THE RECORDS:
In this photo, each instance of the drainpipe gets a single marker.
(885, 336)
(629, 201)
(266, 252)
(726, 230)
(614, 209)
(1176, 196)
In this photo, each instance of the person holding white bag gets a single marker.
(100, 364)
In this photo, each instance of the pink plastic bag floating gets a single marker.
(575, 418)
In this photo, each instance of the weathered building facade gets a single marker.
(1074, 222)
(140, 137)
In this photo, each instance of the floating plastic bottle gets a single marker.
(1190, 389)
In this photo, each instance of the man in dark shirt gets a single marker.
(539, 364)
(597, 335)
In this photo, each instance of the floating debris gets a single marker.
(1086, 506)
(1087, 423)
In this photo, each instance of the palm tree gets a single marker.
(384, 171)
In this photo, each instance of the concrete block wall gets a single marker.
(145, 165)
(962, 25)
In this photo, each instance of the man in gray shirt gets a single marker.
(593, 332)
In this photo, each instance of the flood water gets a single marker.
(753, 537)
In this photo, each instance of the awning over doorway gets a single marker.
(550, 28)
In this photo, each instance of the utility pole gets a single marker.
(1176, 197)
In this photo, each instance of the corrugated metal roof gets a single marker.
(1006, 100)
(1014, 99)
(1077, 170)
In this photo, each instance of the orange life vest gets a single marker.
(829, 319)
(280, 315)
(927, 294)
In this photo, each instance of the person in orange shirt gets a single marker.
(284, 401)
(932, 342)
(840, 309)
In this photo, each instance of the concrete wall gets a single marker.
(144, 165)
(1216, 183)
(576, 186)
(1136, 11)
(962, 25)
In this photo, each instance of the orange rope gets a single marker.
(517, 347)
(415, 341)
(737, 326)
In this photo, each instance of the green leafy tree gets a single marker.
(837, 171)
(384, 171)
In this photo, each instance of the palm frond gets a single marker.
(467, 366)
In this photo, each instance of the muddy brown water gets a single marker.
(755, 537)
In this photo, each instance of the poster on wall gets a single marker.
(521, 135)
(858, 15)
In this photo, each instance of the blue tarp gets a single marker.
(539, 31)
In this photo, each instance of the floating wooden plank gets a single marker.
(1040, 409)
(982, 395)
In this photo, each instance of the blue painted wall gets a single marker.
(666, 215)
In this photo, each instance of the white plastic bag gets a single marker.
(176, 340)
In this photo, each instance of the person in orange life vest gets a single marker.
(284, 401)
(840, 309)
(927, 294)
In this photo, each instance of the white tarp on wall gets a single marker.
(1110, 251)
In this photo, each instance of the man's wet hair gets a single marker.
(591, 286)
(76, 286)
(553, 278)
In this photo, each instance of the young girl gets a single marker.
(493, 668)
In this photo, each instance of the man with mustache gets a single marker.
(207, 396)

WHAT YOU HAVE TO DO: Each line above must be returned exactly as written.

RESULT FOR THIS EXERCISE:
In this photo, each instance of the drainpipe gets a single marker.
(885, 336)
(629, 201)
(266, 252)
(726, 230)
(614, 209)
(1176, 196)
In this photo, each instance of the person holding white bag gets a single marker.
(100, 364)
In this photo, each instance of the pink plastic bag floating gets a single marker.
(575, 418)
In this photo, each instance of the weathered building facade gets a single marker.
(1074, 222)
(140, 137)
In this photo, each instance of the floating plastic bottle gets a single marker.
(1190, 389)
In this photo, each instance of the man in dark shirt gets a single marker.
(539, 364)
(597, 335)
In this photo, each instance of the floating debris gets a single marker.
(1086, 506)
(1087, 423)
In this photo, each instance of the palm tree gets a single marker.
(384, 171)
In this photo, each instance of the concrete block wall gets a single marker.
(145, 165)
(962, 25)
In this photo, each instance of the man in gray shirt gets a single marker.
(593, 332)
In this photo, each instance of the flood water gets a single marker.
(753, 537)
In this photo, each instance of the awning over doorway gets a single marker.
(550, 28)
In this photo, each instance of the utility pole gets a single marker.
(1176, 197)
In this photo, each instance of the corrugated metal roof gets a single marker.
(1006, 100)
(1014, 99)
(1077, 170)
In this photo, each instance of the orange life vest gets a single marker.
(829, 319)
(280, 315)
(927, 294)
In this photo, each instance of the person in orange shirt gets a single marker.
(284, 401)
(932, 342)
(840, 309)
In this photo, each instance of the concrete wall gets a single marker.
(144, 165)
(1216, 183)
(576, 186)
(1136, 11)
(962, 25)
In this photo, each instance of the orange rope gets a single marker.
(517, 347)
(415, 341)
(737, 326)
In this photo, each instance of the green leafy tree gets a single marker.
(837, 171)
(384, 171)
In this photo, each instance of the palm frond gets a single marker.
(467, 366)
In this photo, each instance of the muddy brown water gets a single marker.
(755, 537)
In this photo, each instance of the poster on wall gets a single marker.
(521, 135)
(858, 15)
In this photo, each instance of the blue tarp gets a single marker.
(539, 31)
In this photo, each instance of the floating wooden plank gets a single marker.
(1040, 409)
(982, 395)
In this photo, each instance of the blue painted wall gets a single marker.
(666, 215)
In this photo, each instance of the white plastic bag gets a single marker.
(176, 340)
In this photo, each instance of the person in orange life vest gets a single marker.
(284, 401)
(840, 309)
(927, 294)
In this photo, each instance of the white tarp on wall gets a single marker.
(1110, 251)
In this photo, each instance of the man's wet hair gets a single marker.
(591, 286)
(76, 286)
(553, 278)
In this photo, each instance of the young girl gets a single marker.
(493, 668)
In this photo, each instance of the man with mustache gets a single marker.
(207, 396)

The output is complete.